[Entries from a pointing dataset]
▼▼▼

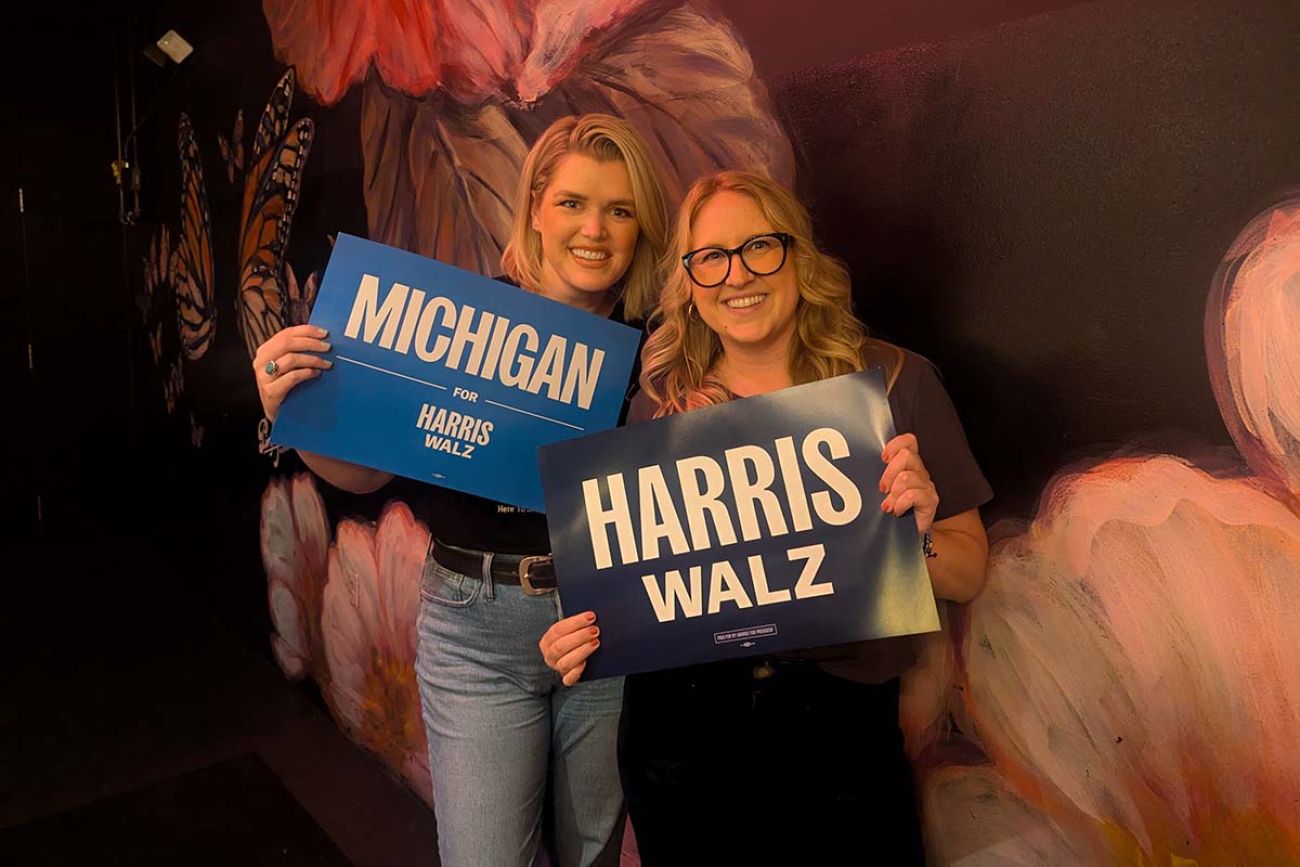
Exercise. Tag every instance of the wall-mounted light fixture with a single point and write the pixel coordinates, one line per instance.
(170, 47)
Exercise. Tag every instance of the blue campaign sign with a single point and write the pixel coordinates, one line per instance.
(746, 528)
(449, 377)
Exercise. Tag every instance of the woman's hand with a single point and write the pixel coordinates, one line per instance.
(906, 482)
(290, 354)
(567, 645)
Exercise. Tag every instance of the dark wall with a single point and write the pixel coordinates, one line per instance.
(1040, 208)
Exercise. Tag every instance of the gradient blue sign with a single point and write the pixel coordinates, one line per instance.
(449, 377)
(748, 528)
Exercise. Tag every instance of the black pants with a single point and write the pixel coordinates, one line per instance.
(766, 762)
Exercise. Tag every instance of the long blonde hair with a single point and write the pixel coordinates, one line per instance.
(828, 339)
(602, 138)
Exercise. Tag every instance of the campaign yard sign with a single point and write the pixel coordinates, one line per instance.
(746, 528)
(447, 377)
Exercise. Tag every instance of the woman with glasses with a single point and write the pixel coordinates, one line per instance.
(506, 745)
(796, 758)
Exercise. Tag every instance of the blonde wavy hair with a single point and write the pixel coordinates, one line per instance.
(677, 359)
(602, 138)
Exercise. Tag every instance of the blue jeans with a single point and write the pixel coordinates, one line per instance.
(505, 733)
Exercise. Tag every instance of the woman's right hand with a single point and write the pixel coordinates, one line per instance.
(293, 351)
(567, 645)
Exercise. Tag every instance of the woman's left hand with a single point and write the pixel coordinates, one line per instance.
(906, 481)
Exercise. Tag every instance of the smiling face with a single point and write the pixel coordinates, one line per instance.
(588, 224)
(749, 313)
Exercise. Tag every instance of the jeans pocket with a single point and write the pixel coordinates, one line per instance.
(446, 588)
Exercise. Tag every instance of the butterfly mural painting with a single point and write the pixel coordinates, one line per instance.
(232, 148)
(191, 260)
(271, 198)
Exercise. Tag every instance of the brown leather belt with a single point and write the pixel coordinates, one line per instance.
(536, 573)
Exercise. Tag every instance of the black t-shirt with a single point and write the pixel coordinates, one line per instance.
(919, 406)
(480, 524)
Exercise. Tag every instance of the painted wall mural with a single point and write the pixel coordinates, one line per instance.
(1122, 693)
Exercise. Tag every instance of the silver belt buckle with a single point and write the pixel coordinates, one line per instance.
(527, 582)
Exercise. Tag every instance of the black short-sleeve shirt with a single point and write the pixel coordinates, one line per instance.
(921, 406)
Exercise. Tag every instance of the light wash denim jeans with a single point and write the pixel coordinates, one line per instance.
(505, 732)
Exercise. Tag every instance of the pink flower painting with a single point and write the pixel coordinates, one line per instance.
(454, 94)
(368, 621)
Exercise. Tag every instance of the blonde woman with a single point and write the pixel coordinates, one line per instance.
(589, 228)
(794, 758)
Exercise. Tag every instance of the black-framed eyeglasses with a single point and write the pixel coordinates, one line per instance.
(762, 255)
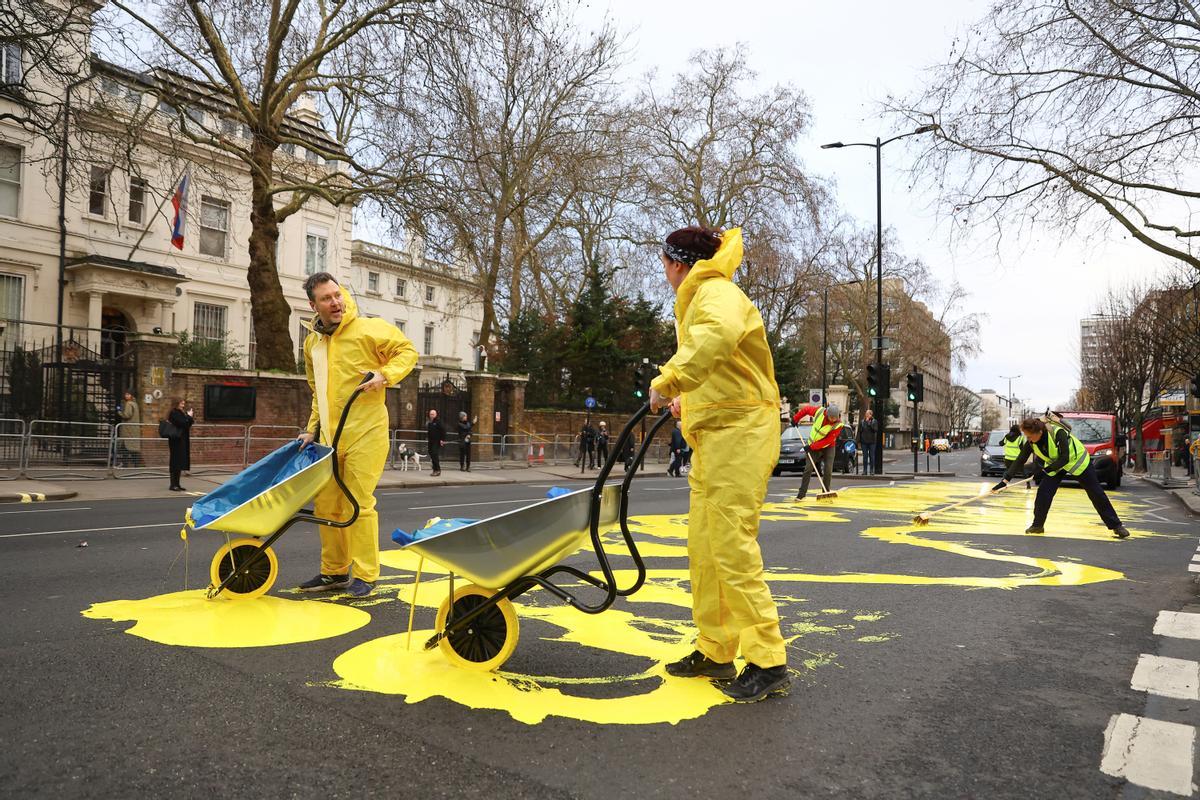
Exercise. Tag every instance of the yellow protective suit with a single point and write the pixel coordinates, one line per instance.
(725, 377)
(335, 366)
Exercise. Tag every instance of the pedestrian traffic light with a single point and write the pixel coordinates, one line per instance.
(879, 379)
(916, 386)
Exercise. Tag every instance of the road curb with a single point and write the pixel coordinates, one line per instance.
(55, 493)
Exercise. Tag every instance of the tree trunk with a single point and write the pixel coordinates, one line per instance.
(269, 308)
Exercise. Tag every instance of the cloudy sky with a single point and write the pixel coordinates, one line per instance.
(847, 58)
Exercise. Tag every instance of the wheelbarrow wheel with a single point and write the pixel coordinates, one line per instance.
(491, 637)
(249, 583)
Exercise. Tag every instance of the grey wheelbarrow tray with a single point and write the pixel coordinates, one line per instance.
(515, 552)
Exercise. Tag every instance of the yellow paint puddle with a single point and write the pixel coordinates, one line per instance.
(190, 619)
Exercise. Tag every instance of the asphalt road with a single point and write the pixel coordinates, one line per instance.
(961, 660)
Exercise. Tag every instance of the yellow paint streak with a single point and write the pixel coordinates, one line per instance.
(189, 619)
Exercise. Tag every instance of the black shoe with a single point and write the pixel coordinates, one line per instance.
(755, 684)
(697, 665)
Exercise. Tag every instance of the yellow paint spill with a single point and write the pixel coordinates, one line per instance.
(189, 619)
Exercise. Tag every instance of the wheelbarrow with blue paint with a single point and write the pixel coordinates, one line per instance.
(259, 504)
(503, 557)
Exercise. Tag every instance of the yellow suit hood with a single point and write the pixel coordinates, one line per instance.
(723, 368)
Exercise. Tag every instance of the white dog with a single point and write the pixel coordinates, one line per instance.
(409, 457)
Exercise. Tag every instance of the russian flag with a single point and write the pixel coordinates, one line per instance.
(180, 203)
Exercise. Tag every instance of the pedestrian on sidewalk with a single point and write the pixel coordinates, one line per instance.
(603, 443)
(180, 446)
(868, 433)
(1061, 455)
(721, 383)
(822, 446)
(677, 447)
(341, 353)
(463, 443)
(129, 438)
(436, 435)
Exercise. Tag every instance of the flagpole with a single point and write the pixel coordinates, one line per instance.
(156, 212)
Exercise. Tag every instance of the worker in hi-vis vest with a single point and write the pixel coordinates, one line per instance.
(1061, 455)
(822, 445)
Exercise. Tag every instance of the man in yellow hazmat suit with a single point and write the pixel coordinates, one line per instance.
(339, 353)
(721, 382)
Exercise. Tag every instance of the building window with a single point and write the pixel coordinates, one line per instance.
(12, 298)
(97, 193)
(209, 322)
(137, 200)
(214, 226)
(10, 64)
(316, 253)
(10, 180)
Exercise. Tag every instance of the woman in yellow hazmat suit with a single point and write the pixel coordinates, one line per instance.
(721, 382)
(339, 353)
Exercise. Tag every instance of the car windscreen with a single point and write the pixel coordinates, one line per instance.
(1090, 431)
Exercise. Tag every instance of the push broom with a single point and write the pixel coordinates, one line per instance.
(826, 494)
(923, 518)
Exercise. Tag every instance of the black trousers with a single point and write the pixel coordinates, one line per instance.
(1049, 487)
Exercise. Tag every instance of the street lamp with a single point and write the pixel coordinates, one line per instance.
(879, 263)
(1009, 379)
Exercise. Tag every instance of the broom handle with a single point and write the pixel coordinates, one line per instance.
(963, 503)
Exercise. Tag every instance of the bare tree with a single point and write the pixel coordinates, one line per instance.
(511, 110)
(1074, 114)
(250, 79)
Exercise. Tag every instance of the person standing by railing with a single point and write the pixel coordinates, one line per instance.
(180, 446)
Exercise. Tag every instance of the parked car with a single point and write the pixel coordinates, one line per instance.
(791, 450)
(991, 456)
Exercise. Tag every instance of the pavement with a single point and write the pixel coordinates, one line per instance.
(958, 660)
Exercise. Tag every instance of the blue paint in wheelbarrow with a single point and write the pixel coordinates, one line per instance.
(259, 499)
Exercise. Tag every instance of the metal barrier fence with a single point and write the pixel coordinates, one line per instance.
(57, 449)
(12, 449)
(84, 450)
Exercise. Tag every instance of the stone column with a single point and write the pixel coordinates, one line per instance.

▲▲▲

-- Directions --
Return the line that contains "Exercise. Tag every instance of the pavement" and all lines after it, verbatim, and nothing else.

-- Task answer --
Exercise. Tag every instance of the pavement with a single point and write the pixel coordinates, one line per instance.
(958, 660)
Exercise. Tag every instance of the blue paint in wheelbarrow with a single point and write the pixel coordinates, one line per instance.
(259, 499)
Exercise. Tag every instance of the metal barrier fence with a single point and write the pixel coordinates, one line per instance.
(57, 449)
(12, 449)
(84, 450)
Exercise. Tag every instance of the stone column with a single point and write the pixel coordinates, one line per instance.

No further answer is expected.